==== Data provided

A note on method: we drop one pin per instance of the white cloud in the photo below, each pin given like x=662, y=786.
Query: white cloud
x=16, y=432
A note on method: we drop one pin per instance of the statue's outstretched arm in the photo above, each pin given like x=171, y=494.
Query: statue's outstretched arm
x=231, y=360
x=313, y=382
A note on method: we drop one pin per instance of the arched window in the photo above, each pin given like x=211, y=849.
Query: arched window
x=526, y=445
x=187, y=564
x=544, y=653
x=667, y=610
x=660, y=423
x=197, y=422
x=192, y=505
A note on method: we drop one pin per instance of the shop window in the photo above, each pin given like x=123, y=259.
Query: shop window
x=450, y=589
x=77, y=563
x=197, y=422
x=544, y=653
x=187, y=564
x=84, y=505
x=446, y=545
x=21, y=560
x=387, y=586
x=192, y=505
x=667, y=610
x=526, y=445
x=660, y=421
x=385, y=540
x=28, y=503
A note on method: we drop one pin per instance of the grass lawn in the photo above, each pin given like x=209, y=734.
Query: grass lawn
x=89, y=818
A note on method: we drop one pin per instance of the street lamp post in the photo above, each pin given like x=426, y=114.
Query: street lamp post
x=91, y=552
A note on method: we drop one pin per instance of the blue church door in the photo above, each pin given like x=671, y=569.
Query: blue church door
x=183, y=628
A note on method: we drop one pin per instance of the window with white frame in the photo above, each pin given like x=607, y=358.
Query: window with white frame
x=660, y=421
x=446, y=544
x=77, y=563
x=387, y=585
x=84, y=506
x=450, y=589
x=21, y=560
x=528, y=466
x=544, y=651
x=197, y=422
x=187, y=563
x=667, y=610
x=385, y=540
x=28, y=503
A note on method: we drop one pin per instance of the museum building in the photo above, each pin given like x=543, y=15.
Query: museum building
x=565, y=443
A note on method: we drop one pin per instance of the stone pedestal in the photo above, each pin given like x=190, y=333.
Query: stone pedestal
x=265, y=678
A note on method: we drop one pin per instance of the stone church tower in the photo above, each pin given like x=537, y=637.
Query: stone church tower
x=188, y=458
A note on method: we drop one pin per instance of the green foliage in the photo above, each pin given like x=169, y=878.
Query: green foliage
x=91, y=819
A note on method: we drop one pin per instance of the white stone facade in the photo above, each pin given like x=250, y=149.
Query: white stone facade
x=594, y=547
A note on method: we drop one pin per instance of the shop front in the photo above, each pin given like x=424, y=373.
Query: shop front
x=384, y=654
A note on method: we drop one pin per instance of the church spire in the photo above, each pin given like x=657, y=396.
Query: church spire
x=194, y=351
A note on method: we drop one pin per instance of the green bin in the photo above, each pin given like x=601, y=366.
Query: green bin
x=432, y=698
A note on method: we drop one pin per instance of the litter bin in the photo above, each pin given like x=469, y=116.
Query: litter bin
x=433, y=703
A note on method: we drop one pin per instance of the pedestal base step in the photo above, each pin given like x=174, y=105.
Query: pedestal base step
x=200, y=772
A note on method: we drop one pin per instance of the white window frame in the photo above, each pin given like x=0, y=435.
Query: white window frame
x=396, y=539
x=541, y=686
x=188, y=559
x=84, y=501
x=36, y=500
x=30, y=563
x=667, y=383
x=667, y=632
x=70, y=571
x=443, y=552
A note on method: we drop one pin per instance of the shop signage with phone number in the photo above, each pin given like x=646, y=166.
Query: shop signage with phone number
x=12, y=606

========

Try it >> Reproduce every record above exactly as it appears.

Exercise response >>
A note on method: we drop one pin per instance of the white cloud in the photo below, each pin given like x=662, y=786.
Query: white cloud
x=16, y=432
A note on method: we drop one pin per instance of the statue's outstretched arm in the photo above, each pin given like x=171, y=494.
Query: statue's outstretched arm
x=231, y=360
x=313, y=382
A note on method: we drop one pin per instance of the arched window in the photo above, each pin given like x=211, y=849.
Query: arched window
x=526, y=445
x=187, y=564
x=544, y=653
x=667, y=610
x=660, y=423
x=197, y=422
x=192, y=505
A note on method: we drop one pin per instance of the shop window in the photo above, each pin given like x=123, y=259.
Query: shop window
x=450, y=589
x=77, y=563
x=197, y=422
x=544, y=653
x=187, y=564
x=84, y=505
x=446, y=545
x=21, y=560
x=387, y=586
x=192, y=505
x=667, y=610
x=526, y=445
x=660, y=421
x=385, y=540
x=28, y=503
A note on method: we drop one pin per instance of the grass lawn in the photo above, each pin given like x=209, y=734.
Query: grass lawn
x=89, y=818
A note on method: we drop one pin per instance of the street lamp post in the photo above, each pin given like x=426, y=114.
Query: street lamp post
x=91, y=552
A note on method: we drop one pin per instance of the blue church door in the photo above, each pin given like x=671, y=569.
Query: blue church door
x=183, y=628
A note on method: we drop one pin per instance of the window with white frame in the photo above, each pin given like x=607, y=358.
Query: window with white frame
x=660, y=421
x=446, y=544
x=77, y=563
x=387, y=585
x=84, y=506
x=450, y=589
x=21, y=560
x=528, y=466
x=544, y=651
x=197, y=422
x=187, y=563
x=667, y=610
x=385, y=540
x=28, y=503
A note on method: we drop one pin per instance of the museum building in the photo above, each pin given like x=543, y=15.
Query: museum building
x=565, y=443
A note on method: we drop one pin per instance of the stone pedestal in the photo above, each pin given like x=190, y=333.
Query: stone pedestal
x=265, y=678
A note on method: we drop one pin per instance of the stone church tower in the photo above, each pin given like x=537, y=637.
Query: stone church tower
x=188, y=458
A note on method: we drop one pin per instance of the green foliage in the photo above, each pin given like x=169, y=878.
Query: green foliage
x=91, y=819
A note on method: we drop one pin per instance of the white stone facade in the photo above, each pin given like x=250, y=149.
Query: white stone facade
x=594, y=547
A note on method: we drop one pin per instance of the shop front in the photo above, each pin given like x=424, y=373.
Query: shop front
x=384, y=654
A note on method: we drop one pin per instance of the church spire in the photo above, each pin given like x=657, y=396.
Query: church spire
x=194, y=351
A note on method: we drop one pin per instance of the green bin in the photo above, each pin given like x=601, y=366.
Query: green bin
x=432, y=698
A note on method: we drop one pin per instance of the litter bin in the photo above, each pin given like x=469, y=116.
Query: litter bin
x=433, y=703
A note on method: we drop one pin per instance of the pedestal base step in the photo above, each pin given like x=174, y=105.
Query: pedestal base step
x=200, y=772
A note on method: we drop one pin per instance of the white window frame in the photo above, each pin given like x=0, y=435.
Query: white window frame
x=396, y=539
x=541, y=686
x=188, y=559
x=84, y=501
x=36, y=500
x=30, y=563
x=667, y=383
x=667, y=632
x=70, y=571
x=443, y=552
A note on method: we drop one pin per instance of the shop signage with phone number in the photo above, each pin given like x=646, y=166.
Query: shop signage with phone number
x=12, y=606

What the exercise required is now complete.